» Goal: Locate the line that contains "[indicate] frog's nostril". Copy it and every following line through the end of the records, exactly, and include nothing else.

» Data shown:

---*---

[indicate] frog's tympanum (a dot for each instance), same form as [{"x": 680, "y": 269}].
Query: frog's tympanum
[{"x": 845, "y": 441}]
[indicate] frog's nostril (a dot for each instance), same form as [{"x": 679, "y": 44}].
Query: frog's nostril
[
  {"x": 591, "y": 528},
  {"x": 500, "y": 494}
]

---*---

» Answer:
[indicate] frog's nostril (a dot for each instance), same form as [{"x": 679, "y": 44}].
Query: frog's nostril
[
  {"x": 591, "y": 528},
  {"x": 500, "y": 494}
]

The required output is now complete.